> TASK STATEMENT
Nothing in the records may be left out or altered; reproduce them all exactly.

***

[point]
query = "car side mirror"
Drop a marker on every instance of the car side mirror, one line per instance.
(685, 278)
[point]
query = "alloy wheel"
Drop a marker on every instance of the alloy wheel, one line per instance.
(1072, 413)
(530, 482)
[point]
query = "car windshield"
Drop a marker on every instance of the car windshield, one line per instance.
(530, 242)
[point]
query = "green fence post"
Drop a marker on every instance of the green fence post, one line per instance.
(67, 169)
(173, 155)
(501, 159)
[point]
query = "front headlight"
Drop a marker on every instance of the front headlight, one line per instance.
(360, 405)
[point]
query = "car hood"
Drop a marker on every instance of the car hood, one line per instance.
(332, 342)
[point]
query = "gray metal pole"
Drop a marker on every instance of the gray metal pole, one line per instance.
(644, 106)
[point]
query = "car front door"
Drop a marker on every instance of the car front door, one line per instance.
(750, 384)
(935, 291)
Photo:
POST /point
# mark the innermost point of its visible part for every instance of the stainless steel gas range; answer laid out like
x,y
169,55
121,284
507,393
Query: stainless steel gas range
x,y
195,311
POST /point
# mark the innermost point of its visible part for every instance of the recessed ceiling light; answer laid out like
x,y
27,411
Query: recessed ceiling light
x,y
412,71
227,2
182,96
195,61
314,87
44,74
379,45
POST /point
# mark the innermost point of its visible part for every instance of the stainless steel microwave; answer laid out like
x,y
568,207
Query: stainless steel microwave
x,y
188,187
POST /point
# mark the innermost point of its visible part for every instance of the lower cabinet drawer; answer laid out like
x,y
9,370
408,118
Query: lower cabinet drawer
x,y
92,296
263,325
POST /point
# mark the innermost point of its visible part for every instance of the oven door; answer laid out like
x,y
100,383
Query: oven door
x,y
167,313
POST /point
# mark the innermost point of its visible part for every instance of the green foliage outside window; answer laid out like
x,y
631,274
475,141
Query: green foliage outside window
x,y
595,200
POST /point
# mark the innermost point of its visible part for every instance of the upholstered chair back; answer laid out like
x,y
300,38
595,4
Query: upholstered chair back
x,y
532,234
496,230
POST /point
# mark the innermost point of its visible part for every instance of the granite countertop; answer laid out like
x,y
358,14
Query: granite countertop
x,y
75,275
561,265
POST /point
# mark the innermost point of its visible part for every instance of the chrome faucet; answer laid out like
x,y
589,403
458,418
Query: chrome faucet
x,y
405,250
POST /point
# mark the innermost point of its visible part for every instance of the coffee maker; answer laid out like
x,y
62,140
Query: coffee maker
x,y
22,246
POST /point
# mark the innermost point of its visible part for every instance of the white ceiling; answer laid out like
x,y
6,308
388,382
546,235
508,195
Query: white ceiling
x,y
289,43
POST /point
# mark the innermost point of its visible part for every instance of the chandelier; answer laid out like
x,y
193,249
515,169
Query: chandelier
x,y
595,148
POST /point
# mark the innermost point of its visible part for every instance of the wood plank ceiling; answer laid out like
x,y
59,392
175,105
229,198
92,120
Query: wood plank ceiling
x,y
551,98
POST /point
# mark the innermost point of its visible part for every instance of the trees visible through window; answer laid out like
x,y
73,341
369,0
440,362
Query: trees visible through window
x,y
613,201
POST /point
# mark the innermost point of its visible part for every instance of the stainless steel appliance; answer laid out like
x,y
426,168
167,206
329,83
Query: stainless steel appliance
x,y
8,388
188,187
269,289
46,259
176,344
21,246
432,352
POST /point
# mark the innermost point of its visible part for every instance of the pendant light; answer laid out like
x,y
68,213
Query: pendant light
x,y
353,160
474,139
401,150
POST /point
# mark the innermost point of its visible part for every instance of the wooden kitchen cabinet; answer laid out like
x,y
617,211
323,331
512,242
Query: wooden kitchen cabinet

***

> CORRECT ANSWER
[point]
query = "car side mirror"
Drop a marker on every instance of the car side mirror, one line per instance.
(685, 278)
[point]
query = "alloy wheel"
Drop a marker on every instance of the alloy wheel, one line per instance.
(1072, 413)
(530, 482)
[point]
query = "car windshield"
Drop a marker on every instance of the car windshield, one line per instance.
(530, 242)
[point]
query = "green fence post"
Drop a marker on every instance of the green fence post, one line per instance.
(67, 169)
(173, 155)
(501, 159)
[point]
query = "front headlight"
Drop a marker on every instance of the front headlight, one line per instance.
(360, 405)
[point]
query = "car hood"
Drop a marker on every instance of the car hood, one line per instance.
(332, 342)
[point]
query = "gray metal pole"
Drop a marker on every instance of the gray metal pole, one line per instance.
(644, 106)
[point]
query = "car front door"
Drop a marker on every instance of the car front door, one line per instance.
(750, 384)
(935, 291)
Photo:
POST /point
# mark the innermost point of its visible part for every instance of the stainless steel gas range; answer laid out like
x,y
169,55
121,284
507,393
Query: stainless steel gas range
x,y
195,311
POST /point
# mark the innermost point of its visible part for every instance of the recessed ceiling light; answer laid out like
x,y
27,411
Query: recessed ceiling light
x,y
412,71
227,2
182,96
195,61
314,87
44,74
379,45
POST /point
# mark the innermost point of its visible part for every instance of the stainless steel microwave; answer laid out like
x,y
568,207
Query: stainless steel microwave
x,y
188,187
POST /point
# mark the innermost point of its visible part for every instance of the lower cabinet drawer; answer laid out like
x,y
9,370
408,118
Query: lower cabinet drawer
x,y
92,296
263,325
POST /point
# mark the innermost point of its visible part for every instance of the oven door; answer laid out like
x,y
100,383
Query: oven door
x,y
167,313
POST /point
# mark the innermost point of its visible part for every instance of the green foliage outside window; answer laid out like
x,y
631,274
475,141
Query: green foliage outside window
x,y
595,200
POST /point
# mark the innermost point of its visible part for every instance of the upholstered chair back; answer laid out like
x,y
300,38
595,4
Query: upholstered chair back
x,y
532,234
496,230
POST /point
# mark the innermost point of its visible part for every instance of the granite countertop; answer laid out like
x,y
358,14
Query: granite countertop
x,y
75,275
561,265
POST /point
# mark the innermost point of its visible part for every instance of the chrome faucet; answer laid out like
x,y
589,403
458,418
Query: chrome faucet
x,y
405,250
POST /point
# mark the innermost point of its visible part for every instance of the coffee maker; answer laid out like
x,y
62,140
Query: coffee maker
x,y
22,246
POST /point
# mark the innermost point of its visible part for every instance of the white ceiling; answer laid out like
x,y
6,308
388,382
546,235
508,195
Query: white ceiling
x,y
289,43
POST /point
# mark the innermost point of its visible part for every instance of the chandelier; answer laid out like
x,y
193,249
515,169
Query: chandelier
x,y
595,148
POST /point
# mark the innermost point of its visible part for every instance of the wood plank ceiling; answer laid out like
x,y
59,392
175,105
229,198
92,120
Query: wood plank ceiling
x,y
551,98
POST /point
# mark the innermost point of its visible part for every instance of the trees visible through window; answer laid out like
x,y
73,341
369,0
440,362
Query: trees visible through window
x,y
613,201
POST /point
# mark the innermost point of its visible part for every instance of the stainless steel appliance; answer laid out like
x,y
426,168
167,206
329,83
Query: stainless steel appliance
x,y
8,388
188,187
269,289
46,259
176,344
21,246
432,352
POST /point
# mark the innermost point of its visible part for every instance of the pendant light; answer laid out like
x,y
68,213
Query: pendant light
x,y
353,160
474,139
401,150
POST /point
# mark the innermost point of its visible part for every instance of the wooden kitchen cabinet; answer laid out like
x,y
617,211
323,331
512,242
Query: wooden kitchen cabinet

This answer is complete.